> **Directions**: A single number is wanted: how many lines of the data below include the string "metal"?

====== Information provided ======

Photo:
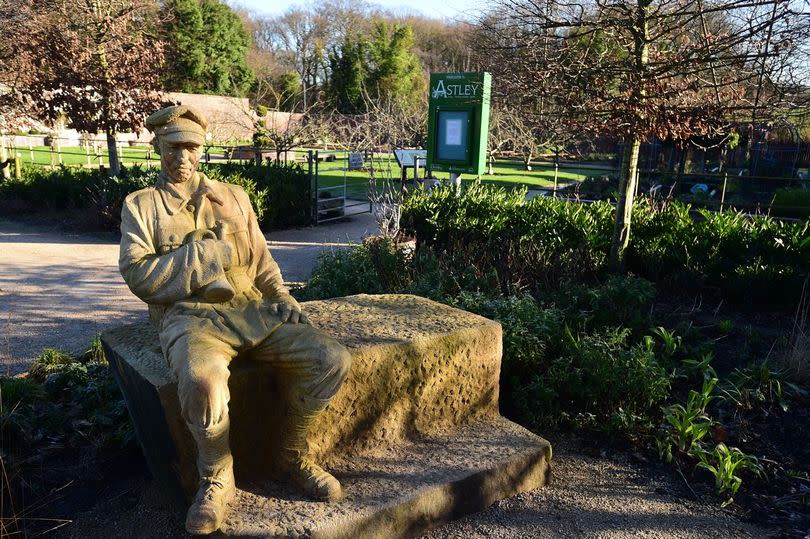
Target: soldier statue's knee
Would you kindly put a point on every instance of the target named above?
(338, 360)
(204, 400)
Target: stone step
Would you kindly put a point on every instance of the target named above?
(404, 490)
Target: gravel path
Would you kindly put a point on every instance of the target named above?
(59, 289)
(592, 496)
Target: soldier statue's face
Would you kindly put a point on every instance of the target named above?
(179, 159)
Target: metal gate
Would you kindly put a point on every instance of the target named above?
(340, 184)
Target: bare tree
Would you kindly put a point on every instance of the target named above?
(675, 69)
(97, 63)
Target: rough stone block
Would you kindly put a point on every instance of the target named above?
(419, 368)
(403, 490)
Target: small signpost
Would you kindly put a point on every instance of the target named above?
(458, 123)
(355, 161)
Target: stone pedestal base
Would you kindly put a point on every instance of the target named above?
(414, 434)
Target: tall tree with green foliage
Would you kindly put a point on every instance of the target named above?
(381, 67)
(207, 46)
(349, 71)
(397, 72)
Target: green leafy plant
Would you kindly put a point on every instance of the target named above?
(685, 426)
(758, 385)
(51, 360)
(94, 352)
(725, 463)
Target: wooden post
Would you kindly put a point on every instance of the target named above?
(4, 157)
(556, 170)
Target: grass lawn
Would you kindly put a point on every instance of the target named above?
(77, 156)
(332, 173)
(506, 173)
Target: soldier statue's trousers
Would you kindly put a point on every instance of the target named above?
(199, 341)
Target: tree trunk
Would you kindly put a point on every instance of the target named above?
(629, 176)
(4, 157)
(624, 205)
(112, 150)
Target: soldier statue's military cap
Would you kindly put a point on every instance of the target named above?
(179, 123)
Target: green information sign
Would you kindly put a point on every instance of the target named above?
(458, 122)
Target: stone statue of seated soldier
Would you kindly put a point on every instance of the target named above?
(191, 248)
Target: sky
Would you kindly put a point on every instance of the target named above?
(440, 9)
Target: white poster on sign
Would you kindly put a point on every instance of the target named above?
(452, 132)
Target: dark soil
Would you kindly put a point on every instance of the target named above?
(775, 432)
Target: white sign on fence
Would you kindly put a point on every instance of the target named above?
(355, 161)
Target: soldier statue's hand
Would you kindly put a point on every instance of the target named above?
(288, 313)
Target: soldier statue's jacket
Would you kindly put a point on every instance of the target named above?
(164, 261)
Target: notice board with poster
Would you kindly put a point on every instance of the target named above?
(458, 122)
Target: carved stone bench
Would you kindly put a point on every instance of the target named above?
(414, 434)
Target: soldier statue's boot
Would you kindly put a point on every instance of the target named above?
(296, 462)
(217, 485)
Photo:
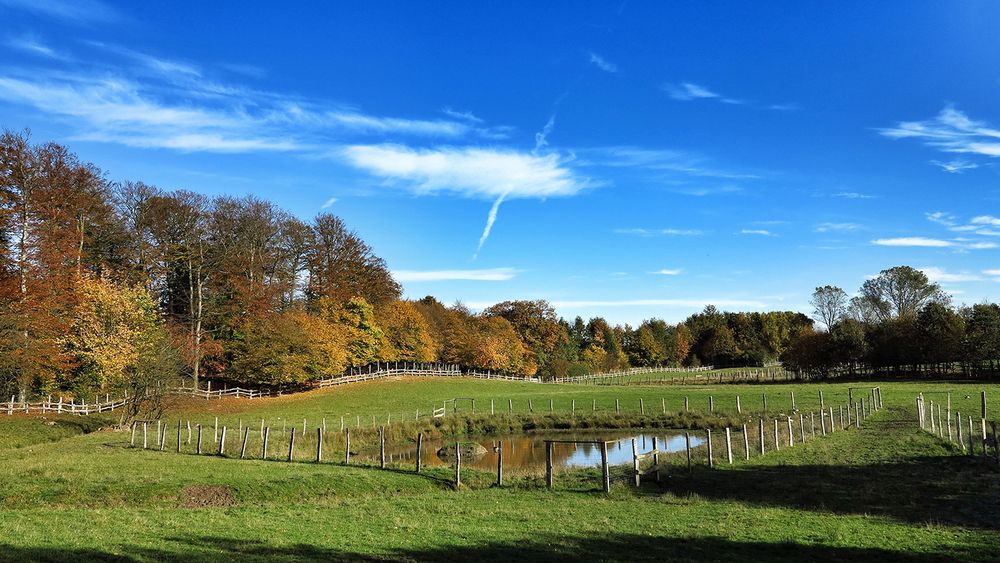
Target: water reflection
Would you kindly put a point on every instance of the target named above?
(527, 452)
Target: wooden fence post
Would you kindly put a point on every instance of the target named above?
(458, 465)
(381, 447)
(761, 428)
(606, 471)
(656, 460)
(420, 445)
(972, 444)
(635, 462)
(982, 422)
(548, 464)
(687, 444)
(500, 463)
(996, 444)
(958, 425)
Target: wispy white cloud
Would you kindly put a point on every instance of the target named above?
(72, 11)
(940, 275)
(836, 227)
(660, 160)
(925, 242)
(914, 241)
(659, 232)
(469, 171)
(208, 117)
(951, 131)
(33, 45)
(602, 63)
(463, 115)
(688, 91)
(491, 218)
(489, 274)
(955, 166)
(852, 195)
(984, 225)
(725, 302)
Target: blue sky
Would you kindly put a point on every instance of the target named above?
(623, 159)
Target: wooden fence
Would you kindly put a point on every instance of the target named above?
(60, 406)
(770, 434)
(937, 420)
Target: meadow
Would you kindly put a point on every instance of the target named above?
(886, 490)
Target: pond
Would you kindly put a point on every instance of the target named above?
(526, 452)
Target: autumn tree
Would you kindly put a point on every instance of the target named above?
(829, 305)
(538, 328)
(407, 334)
(897, 292)
(342, 266)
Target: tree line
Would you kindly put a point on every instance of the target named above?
(105, 286)
(899, 322)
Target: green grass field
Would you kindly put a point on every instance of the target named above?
(885, 491)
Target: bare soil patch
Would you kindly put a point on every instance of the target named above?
(207, 496)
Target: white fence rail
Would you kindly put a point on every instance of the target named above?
(634, 371)
(49, 406)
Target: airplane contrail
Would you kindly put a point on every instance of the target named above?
(541, 141)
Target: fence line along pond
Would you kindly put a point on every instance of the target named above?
(526, 452)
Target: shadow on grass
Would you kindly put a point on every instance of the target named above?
(939, 490)
(614, 547)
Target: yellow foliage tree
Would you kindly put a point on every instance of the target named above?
(114, 325)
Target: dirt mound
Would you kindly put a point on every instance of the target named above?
(206, 496)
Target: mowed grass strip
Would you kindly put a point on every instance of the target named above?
(886, 491)
(376, 403)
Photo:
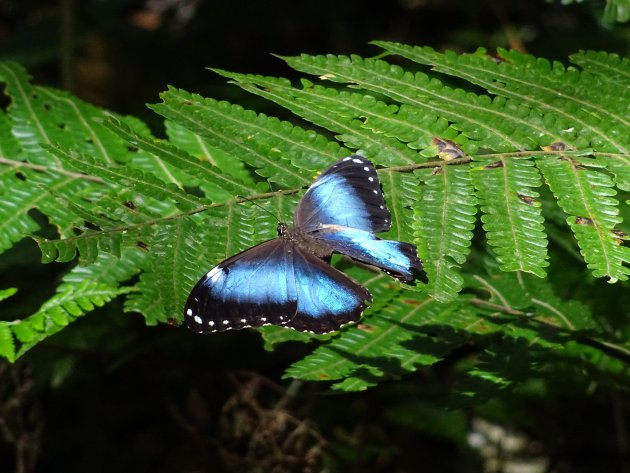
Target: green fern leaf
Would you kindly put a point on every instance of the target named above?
(7, 345)
(70, 302)
(217, 185)
(232, 129)
(512, 215)
(445, 218)
(358, 120)
(401, 192)
(148, 300)
(608, 66)
(144, 183)
(497, 124)
(175, 262)
(576, 103)
(587, 197)
(196, 146)
(376, 349)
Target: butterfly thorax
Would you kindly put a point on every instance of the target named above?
(304, 241)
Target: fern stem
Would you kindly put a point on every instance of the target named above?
(168, 218)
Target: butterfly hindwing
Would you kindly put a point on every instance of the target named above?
(349, 194)
(251, 289)
(327, 298)
(287, 281)
(397, 258)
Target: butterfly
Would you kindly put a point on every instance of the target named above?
(288, 281)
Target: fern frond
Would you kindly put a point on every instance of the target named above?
(512, 214)
(575, 102)
(608, 66)
(377, 349)
(445, 218)
(402, 191)
(495, 124)
(264, 141)
(586, 196)
(144, 183)
(196, 146)
(175, 263)
(360, 121)
(218, 186)
(7, 344)
(71, 302)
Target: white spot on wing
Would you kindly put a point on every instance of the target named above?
(215, 273)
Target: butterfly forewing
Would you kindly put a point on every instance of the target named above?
(349, 194)
(287, 282)
(253, 288)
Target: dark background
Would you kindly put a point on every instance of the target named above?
(109, 394)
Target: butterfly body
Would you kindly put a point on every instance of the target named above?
(288, 281)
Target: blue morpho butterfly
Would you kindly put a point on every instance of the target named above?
(288, 281)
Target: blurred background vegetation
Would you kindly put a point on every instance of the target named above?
(109, 394)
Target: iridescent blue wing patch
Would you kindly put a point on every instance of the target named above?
(397, 258)
(287, 281)
(253, 288)
(348, 194)
(327, 299)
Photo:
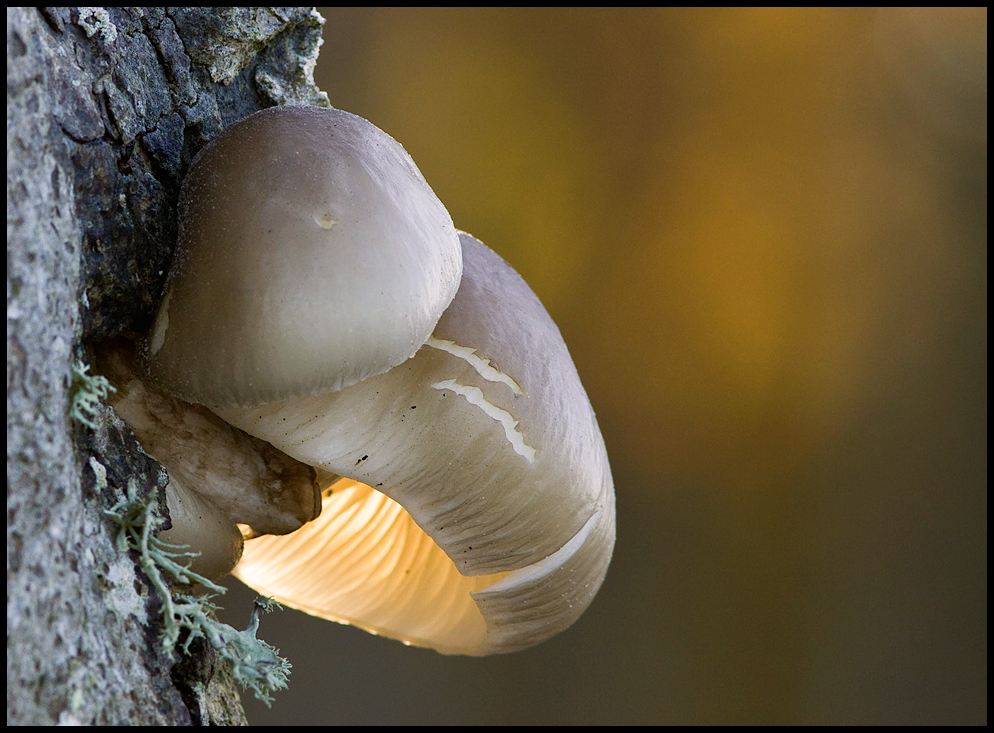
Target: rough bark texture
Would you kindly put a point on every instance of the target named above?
(105, 108)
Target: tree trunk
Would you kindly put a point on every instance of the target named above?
(105, 109)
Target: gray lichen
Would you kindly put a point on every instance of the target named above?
(254, 664)
(105, 109)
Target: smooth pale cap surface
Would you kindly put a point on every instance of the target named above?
(500, 520)
(312, 255)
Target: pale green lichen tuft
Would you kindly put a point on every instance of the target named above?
(87, 392)
(256, 665)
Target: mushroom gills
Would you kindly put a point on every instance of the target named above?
(475, 545)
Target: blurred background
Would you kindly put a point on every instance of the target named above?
(763, 234)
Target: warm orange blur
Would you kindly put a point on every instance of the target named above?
(763, 235)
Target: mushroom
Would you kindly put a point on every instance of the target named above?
(467, 503)
(478, 512)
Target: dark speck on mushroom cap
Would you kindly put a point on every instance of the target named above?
(312, 255)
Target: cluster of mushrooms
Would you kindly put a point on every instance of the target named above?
(374, 400)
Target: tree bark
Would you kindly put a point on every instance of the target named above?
(105, 109)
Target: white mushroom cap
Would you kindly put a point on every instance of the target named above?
(500, 520)
(312, 255)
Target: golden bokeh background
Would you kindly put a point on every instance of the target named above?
(763, 234)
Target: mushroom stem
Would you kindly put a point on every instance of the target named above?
(219, 476)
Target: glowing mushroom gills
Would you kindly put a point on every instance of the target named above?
(466, 498)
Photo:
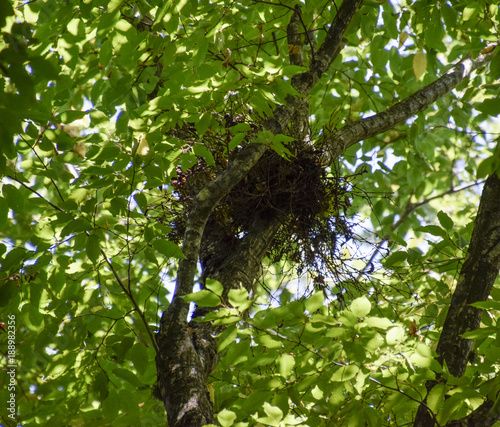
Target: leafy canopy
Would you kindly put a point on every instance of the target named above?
(92, 93)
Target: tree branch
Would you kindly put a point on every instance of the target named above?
(334, 144)
(475, 282)
(187, 355)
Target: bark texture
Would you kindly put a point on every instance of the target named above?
(475, 282)
(334, 144)
(188, 350)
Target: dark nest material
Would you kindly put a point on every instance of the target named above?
(311, 200)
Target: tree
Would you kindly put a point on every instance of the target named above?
(307, 173)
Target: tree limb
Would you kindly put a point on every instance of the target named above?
(475, 282)
(187, 355)
(334, 144)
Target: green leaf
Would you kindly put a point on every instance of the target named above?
(487, 305)
(286, 363)
(344, 373)
(168, 249)
(395, 335)
(111, 405)
(445, 220)
(227, 338)
(226, 418)
(203, 298)
(4, 212)
(489, 106)
(139, 356)
(274, 415)
(314, 302)
(93, 248)
(141, 201)
(14, 198)
(361, 306)
(128, 376)
(215, 286)
(395, 258)
(433, 229)
(239, 298)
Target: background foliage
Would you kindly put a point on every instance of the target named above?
(92, 95)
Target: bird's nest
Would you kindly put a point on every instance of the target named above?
(311, 201)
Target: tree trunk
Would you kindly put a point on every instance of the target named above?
(475, 282)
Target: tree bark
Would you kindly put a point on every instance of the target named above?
(188, 350)
(334, 144)
(475, 282)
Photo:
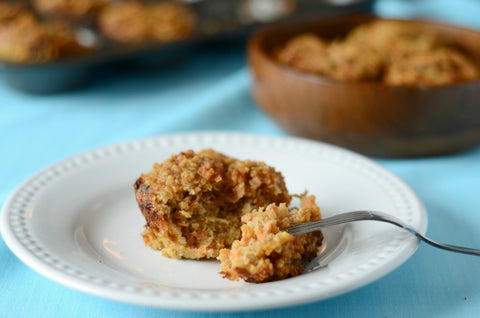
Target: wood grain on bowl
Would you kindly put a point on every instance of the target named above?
(370, 117)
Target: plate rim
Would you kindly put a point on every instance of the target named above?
(58, 276)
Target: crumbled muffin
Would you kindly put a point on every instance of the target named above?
(136, 22)
(193, 202)
(265, 252)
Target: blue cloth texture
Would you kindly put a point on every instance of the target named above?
(210, 90)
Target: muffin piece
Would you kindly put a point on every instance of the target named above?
(136, 22)
(193, 202)
(265, 252)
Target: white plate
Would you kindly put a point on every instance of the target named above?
(77, 223)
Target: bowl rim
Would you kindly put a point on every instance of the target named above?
(255, 44)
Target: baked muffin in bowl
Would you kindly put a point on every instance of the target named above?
(383, 87)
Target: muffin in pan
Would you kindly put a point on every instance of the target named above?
(136, 22)
(25, 39)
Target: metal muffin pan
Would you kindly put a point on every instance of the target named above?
(217, 21)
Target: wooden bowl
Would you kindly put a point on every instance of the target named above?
(369, 117)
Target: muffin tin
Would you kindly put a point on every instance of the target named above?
(216, 21)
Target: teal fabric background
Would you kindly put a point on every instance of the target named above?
(211, 91)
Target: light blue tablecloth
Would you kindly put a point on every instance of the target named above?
(211, 91)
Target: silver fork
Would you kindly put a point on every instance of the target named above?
(373, 216)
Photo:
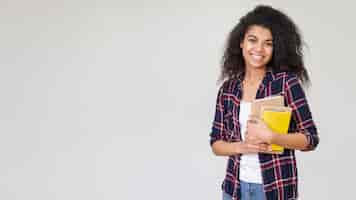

======

> **Response to the task**: 2